What the exercise asks - Reproduce word for word the stretch of entries from the line containing "Note: in this practice we tag every instance of the haze" through the end of the entries, including both ends, and leave the pictures out of your answer.
- - - - -
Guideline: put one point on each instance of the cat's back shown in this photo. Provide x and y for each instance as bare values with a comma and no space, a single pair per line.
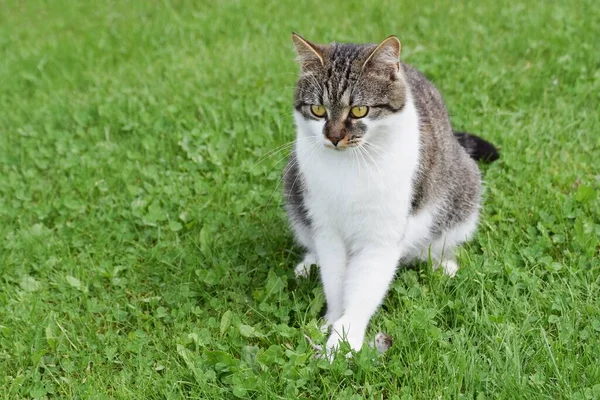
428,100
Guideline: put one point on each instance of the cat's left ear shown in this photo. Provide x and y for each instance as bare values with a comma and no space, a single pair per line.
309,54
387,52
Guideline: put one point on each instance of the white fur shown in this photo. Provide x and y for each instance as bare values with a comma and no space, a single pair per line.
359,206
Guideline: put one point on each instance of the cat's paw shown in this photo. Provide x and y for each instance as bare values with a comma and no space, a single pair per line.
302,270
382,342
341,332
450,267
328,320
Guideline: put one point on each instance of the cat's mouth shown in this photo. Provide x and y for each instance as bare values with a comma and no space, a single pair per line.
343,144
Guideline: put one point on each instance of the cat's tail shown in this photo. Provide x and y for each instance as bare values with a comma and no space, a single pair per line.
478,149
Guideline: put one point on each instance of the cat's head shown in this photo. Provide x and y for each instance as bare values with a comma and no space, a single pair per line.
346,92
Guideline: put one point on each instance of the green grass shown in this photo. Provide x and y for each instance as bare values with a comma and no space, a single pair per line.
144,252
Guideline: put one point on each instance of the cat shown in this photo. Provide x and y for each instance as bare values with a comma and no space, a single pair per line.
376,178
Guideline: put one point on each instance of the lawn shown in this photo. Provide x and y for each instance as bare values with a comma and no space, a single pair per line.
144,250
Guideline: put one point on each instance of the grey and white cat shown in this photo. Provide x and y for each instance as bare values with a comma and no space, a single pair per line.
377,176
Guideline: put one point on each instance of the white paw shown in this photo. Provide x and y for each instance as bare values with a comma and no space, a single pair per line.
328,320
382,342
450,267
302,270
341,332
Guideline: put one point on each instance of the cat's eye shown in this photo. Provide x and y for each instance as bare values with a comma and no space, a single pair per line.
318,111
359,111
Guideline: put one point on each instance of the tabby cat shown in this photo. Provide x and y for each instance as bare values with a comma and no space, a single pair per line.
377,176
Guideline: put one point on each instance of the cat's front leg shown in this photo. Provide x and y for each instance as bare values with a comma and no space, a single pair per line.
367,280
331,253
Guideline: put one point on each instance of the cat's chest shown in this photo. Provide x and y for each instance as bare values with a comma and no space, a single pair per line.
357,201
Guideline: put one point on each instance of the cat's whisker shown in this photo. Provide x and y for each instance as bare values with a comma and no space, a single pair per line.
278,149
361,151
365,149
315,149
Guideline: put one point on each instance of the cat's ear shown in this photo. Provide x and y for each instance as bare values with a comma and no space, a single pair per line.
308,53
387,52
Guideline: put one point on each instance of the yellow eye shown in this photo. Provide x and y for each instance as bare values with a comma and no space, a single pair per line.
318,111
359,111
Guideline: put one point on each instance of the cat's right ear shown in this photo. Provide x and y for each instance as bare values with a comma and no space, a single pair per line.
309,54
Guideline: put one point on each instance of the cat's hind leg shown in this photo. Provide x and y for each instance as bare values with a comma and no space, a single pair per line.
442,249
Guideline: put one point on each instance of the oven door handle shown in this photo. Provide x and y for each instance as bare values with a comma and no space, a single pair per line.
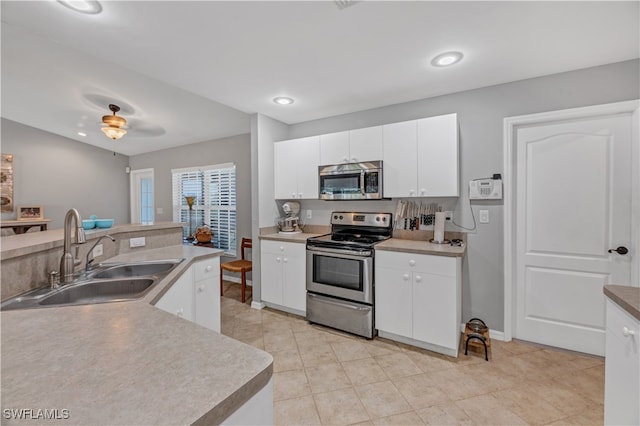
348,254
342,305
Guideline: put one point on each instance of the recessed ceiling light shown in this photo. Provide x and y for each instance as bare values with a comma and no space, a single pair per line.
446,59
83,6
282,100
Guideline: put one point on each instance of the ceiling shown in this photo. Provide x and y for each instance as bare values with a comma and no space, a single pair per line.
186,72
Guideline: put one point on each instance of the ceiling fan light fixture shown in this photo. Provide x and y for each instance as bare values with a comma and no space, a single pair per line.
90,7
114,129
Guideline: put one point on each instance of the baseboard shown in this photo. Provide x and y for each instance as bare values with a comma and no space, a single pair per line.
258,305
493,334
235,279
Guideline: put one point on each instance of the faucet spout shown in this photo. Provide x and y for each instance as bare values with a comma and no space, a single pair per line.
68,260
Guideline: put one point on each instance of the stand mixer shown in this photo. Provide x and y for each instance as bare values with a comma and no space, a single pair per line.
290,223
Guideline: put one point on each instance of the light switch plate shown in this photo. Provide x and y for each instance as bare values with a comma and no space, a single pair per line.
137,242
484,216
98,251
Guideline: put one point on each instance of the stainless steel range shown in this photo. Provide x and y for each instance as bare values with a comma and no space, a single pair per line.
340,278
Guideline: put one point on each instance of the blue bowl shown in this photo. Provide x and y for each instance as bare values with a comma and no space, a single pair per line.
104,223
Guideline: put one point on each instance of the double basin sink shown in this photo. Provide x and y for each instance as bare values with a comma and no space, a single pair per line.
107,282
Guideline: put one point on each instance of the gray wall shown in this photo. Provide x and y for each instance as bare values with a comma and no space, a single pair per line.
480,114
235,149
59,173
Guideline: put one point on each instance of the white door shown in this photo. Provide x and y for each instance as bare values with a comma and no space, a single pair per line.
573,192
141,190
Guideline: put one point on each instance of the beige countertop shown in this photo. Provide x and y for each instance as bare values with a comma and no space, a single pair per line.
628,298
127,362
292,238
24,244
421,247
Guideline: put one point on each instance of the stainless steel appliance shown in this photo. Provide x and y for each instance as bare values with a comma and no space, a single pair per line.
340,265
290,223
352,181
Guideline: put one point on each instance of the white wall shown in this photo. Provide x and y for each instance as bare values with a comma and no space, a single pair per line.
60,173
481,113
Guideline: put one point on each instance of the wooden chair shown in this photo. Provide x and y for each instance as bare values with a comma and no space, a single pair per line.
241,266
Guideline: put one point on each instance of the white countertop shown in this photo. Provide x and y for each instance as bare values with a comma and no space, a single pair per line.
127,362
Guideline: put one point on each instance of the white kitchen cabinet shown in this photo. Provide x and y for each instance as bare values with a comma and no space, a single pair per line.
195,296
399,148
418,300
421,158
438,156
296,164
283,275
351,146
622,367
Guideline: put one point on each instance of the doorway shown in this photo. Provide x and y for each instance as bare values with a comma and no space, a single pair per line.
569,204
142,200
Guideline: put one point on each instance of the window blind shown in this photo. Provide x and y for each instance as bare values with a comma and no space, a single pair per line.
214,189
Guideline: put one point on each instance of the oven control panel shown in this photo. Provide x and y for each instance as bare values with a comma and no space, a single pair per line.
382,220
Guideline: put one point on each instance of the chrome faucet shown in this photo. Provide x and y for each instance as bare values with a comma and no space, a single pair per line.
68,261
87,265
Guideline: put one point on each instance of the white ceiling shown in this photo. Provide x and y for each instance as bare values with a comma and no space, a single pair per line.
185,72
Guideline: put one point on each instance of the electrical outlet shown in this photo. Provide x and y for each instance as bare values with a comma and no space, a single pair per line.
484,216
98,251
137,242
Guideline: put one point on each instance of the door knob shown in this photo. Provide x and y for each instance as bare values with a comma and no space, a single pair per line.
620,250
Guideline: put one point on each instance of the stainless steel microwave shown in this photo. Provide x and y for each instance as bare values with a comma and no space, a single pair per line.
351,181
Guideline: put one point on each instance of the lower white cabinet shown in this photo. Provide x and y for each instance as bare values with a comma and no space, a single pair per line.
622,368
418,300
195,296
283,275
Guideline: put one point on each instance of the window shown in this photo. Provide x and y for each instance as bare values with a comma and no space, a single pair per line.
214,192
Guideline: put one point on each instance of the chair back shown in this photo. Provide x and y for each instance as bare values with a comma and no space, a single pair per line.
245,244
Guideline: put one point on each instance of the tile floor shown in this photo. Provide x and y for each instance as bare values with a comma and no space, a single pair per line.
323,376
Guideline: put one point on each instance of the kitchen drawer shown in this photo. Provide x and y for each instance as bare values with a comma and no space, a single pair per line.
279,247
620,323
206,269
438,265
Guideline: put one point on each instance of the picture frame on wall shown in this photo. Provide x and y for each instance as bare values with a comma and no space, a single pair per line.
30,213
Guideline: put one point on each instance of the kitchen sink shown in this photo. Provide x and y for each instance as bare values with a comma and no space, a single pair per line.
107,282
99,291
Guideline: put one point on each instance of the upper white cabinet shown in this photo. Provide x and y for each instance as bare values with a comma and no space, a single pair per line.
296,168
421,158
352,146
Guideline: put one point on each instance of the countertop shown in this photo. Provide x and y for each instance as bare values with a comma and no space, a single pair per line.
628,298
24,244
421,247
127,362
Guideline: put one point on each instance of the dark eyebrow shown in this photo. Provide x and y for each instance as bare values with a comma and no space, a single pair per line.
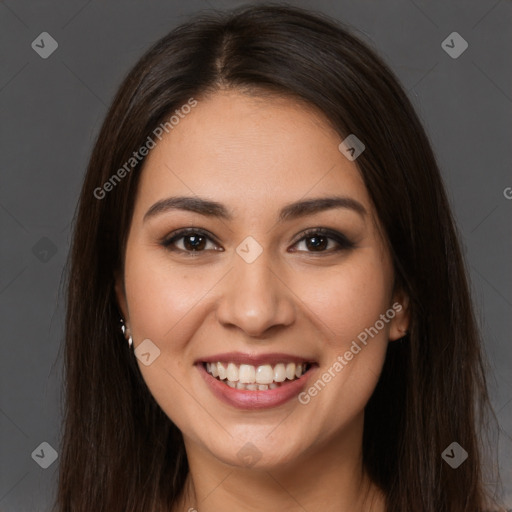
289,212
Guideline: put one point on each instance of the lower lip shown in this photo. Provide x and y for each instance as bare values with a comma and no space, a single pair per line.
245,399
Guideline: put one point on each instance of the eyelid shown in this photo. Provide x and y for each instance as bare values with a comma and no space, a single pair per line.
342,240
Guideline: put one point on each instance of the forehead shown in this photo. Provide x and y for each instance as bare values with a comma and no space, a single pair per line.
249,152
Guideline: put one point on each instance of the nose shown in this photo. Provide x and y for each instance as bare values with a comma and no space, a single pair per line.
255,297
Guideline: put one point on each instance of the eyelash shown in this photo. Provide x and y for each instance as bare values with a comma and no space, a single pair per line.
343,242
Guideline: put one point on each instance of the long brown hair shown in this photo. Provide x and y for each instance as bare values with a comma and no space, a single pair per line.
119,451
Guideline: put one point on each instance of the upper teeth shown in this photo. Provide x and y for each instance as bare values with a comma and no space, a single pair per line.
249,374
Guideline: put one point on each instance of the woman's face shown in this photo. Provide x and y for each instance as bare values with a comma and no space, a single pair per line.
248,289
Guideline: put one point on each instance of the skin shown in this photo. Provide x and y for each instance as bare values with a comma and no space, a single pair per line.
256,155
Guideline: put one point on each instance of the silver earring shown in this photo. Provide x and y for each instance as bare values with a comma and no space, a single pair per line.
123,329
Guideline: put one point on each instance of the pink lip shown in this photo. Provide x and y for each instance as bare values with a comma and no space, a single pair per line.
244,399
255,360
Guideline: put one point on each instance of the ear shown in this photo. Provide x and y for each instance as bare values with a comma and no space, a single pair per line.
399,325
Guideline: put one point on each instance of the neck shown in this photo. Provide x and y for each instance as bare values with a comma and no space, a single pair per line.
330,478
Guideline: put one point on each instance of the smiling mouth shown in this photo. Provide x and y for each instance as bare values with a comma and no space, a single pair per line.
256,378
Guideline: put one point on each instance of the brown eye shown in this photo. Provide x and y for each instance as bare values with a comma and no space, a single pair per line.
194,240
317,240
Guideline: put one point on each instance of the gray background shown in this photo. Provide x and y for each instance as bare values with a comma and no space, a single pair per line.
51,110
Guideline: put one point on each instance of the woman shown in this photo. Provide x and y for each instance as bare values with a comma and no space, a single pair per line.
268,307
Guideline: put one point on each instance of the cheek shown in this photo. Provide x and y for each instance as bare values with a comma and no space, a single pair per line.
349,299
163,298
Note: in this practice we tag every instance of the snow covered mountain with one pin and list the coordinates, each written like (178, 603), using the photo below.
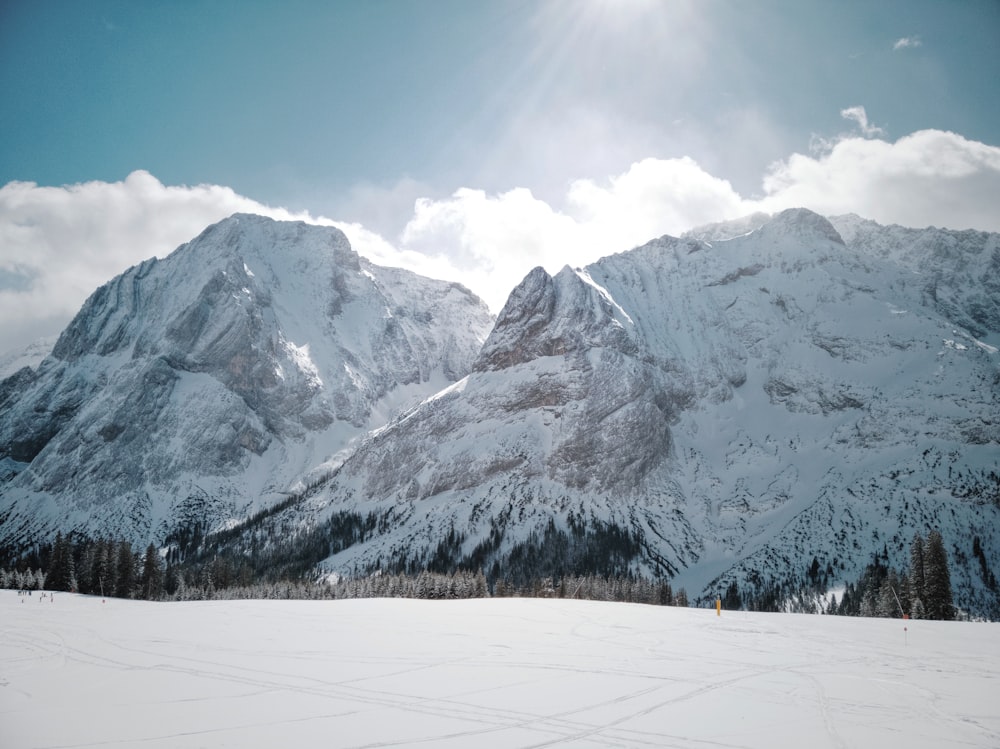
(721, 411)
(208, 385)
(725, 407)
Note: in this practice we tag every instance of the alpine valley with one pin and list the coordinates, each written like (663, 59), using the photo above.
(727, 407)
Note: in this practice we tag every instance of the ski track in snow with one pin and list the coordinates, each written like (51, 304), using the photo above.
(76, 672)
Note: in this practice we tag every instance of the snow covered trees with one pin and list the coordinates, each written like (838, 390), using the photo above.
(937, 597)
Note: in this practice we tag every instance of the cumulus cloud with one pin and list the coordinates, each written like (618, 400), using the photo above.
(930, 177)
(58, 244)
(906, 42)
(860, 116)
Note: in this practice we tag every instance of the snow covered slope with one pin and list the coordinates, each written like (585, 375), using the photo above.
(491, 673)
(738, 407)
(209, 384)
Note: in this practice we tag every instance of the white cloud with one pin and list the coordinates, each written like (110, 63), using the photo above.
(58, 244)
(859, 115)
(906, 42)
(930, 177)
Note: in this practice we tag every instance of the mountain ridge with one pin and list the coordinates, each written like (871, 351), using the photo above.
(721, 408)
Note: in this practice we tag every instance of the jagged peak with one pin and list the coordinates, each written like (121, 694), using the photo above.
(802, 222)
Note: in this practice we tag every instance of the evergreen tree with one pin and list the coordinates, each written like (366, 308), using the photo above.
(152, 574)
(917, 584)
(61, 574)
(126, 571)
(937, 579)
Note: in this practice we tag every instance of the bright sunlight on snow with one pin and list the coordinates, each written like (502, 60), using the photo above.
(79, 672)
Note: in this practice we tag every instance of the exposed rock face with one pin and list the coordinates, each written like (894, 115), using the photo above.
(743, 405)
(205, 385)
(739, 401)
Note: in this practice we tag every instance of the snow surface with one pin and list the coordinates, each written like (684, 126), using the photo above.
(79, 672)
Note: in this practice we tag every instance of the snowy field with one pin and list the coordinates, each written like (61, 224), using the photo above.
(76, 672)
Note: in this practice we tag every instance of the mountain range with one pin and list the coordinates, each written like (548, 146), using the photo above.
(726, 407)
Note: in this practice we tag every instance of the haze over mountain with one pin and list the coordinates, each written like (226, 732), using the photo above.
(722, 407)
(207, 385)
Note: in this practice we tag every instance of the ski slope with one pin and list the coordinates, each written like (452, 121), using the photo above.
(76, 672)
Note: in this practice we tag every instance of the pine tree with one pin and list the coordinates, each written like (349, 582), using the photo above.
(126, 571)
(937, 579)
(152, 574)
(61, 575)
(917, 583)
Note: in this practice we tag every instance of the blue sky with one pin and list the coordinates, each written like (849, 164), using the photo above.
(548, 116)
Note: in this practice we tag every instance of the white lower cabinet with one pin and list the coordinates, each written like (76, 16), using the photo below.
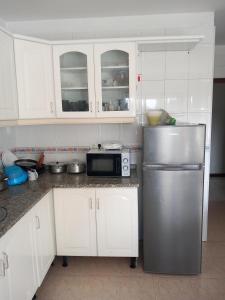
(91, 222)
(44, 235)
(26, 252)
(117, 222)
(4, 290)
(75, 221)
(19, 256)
- - - - -
Reply -
Note: in this practice we tag every instance of the haze over mountain with one pin and list the coordinates, each written like (226, 732), using the photo above.
(722, 407)
(207, 385)
Note: in this practice we tag every instance of the ski slope with one pin and list the coordinates, each written like (452, 121), using the photo above.
(76, 672)
Note: in this practice we tag every instance of the pine tree with one pin and list the coordinates, each written like (349, 582), using the photo above.
(126, 571)
(937, 579)
(152, 574)
(61, 575)
(917, 583)
Note: in this practice we tag every instance of the blue sky with one pin and list the coordinates, each written like (849, 164), using the photo above.
(548, 116)
Note: in this practice we tag every instance of the white lower cabinet with one pin and list the coordinates, each written like (76, 16), using the photo below.
(91, 222)
(44, 235)
(26, 252)
(117, 222)
(4, 290)
(75, 221)
(19, 256)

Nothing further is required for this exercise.